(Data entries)

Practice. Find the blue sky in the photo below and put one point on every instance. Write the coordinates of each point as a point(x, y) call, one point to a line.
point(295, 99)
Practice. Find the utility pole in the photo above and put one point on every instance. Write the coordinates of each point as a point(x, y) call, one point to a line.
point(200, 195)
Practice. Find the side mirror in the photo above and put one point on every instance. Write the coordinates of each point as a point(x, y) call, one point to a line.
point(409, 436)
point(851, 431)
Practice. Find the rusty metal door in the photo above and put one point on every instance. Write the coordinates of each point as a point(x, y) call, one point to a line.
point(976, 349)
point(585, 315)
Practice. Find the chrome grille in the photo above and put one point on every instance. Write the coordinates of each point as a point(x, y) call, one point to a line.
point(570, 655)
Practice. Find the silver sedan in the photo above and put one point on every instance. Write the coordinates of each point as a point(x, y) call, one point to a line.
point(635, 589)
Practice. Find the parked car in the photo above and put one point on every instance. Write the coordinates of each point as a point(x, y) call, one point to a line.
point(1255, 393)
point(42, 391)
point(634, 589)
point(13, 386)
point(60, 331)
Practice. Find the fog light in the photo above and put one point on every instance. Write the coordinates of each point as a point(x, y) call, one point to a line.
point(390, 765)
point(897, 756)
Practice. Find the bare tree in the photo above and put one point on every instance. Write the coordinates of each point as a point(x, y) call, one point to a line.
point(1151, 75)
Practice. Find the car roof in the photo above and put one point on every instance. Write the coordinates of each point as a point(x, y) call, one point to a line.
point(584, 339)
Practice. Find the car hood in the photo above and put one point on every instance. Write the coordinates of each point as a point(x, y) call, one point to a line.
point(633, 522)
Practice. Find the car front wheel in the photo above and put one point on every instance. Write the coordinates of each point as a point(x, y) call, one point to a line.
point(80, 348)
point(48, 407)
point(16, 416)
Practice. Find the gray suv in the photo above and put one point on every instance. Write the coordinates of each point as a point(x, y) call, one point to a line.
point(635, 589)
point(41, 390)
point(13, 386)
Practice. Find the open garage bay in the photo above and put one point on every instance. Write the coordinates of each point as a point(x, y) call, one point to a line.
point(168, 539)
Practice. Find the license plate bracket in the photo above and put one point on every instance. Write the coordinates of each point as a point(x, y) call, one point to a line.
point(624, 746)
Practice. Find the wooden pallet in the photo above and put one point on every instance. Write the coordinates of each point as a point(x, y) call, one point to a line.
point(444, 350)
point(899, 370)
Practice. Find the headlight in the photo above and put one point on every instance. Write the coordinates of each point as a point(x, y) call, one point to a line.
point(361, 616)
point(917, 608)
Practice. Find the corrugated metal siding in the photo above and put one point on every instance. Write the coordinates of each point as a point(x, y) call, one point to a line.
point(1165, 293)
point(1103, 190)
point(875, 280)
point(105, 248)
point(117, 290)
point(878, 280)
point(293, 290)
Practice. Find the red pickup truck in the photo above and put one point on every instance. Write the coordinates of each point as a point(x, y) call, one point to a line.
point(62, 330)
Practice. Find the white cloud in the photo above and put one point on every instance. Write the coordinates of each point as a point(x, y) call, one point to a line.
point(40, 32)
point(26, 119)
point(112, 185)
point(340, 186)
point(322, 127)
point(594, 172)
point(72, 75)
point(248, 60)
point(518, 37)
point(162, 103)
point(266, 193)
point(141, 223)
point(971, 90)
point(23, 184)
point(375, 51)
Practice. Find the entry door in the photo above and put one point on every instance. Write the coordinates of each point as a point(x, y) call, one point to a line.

● **The exercise**
All entries shown above should be printed again exactly.

● **Task solution**
Practice. Find the blue sky in the photo below and put one point on every instance. Write the coordinates of each point as a point(x, y) call, one point to a line.
point(295, 99)
Practice. Find the utility pole in the photo above and put one point on every instance. Write the coordinates of each point as a point(x, y) call, one point to a line.
point(200, 195)
Practice. Find the side mirror in the photo above and put one point on every instance. Write the coordinates of each point as a point(x, y) call, one point to a line.
point(409, 436)
point(851, 431)
Practice. Find the rusty metal door in the photo above and put one point on every instance. Write the coordinates of each point as a point(x, y) call, one point to a line.
point(976, 349)
point(585, 315)
Practice. Find the chrome grille in the photo above and put one point on every instance. Write the coordinates of each point as a point(x, y) call, one point to a line.
point(570, 655)
Practice. Find the silver sedan in the photo above and put one point on every instance. Write the coordinates of each point as a point(x, y) call, one point to a line.
point(635, 589)
Practice. Find the parked car in the photo above and put one point on every instance. Write the coordinates of each point as a point(x, y) call, one point to a line.
point(1255, 393)
point(42, 391)
point(634, 589)
point(13, 386)
point(60, 331)
Practice. Find the fog light in the photo above and put one point on every instance. Write the coordinates of each point as a point(x, y) call, one point to a line.
point(390, 765)
point(897, 756)
Practice. Find the bare tree in the photo above and put one point on every instance. Write the coordinates of each point as a point(x, y) call, one point to a line.
point(1151, 75)
Practice. Find the car roof in the photo above and put one point on every instance. Write the coordinates of each point as a point(x, y) call, one point to a line.
point(584, 339)
Practice. Find the car hood in the photo above and put one point on every instance. Write the coordinates of each point as a point(x, y) call, one point to a line.
point(633, 522)
Practice. Find the car front wheel in the photo above and put one point on every instance. Write the coordinates of each point as a point(x, y) call, one point to a line.
point(80, 348)
point(48, 407)
point(16, 416)
Practice. Find the gray suv in the photo above and put one point on every instance. Write the coordinates of each point as a point(x, y) call, one point to a line.
point(635, 589)
point(41, 390)
point(13, 386)
Practice. Find the open garage bay in the photo above and put one point on every instance. Write the coordinates of each point as a point(x, y) call, one point to a line.
point(168, 539)
Practice. Find the license plate bracket in the photo above and put one point on every instance. Write the coordinates of each point as a point(x, y) call, one point to a line.
point(624, 746)
Practice. Find the wooden pallet in the photo above and put one point on every instance. Write the coordinates of each point as a point(x, y) call, one point to a line.
point(444, 350)
point(899, 370)
Practice. Find the headlight in the photo above and put one point on every instance. Write the coordinates of each point as a point(x, y) call, one point to a line.
point(361, 616)
point(917, 608)
Practice. Find the corrugated metal siding in the photo above and put one point on every instance. Write the coordinates of each point as a point(x, y) call, one point to a line.
point(1165, 293)
point(1103, 190)
point(875, 280)
point(105, 248)
point(117, 290)
point(878, 280)
point(293, 290)
Practice. Find the red pickup truck in the photo above and put one point on every instance. Write the coordinates of each point as a point(x, y) call, one point to a line.
point(62, 330)
Practice. Find the white cloud in the photo above and put one point on every instance. Write the coordinates of each point as a point(x, y) call, one point to a line.
point(40, 32)
point(26, 119)
point(112, 185)
point(340, 186)
point(322, 127)
point(594, 172)
point(72, 75)
point(248, 60)
point(518, 37)
point(162, 103)
point(266, 193)
point(141, 223)
point(971, 90)
point(23, 184)
point(375, 51)
Practice. Find the entry door in the photo above and put one point on every instance. Write the coordinates of each point as a point(x, y) call, one point to a line.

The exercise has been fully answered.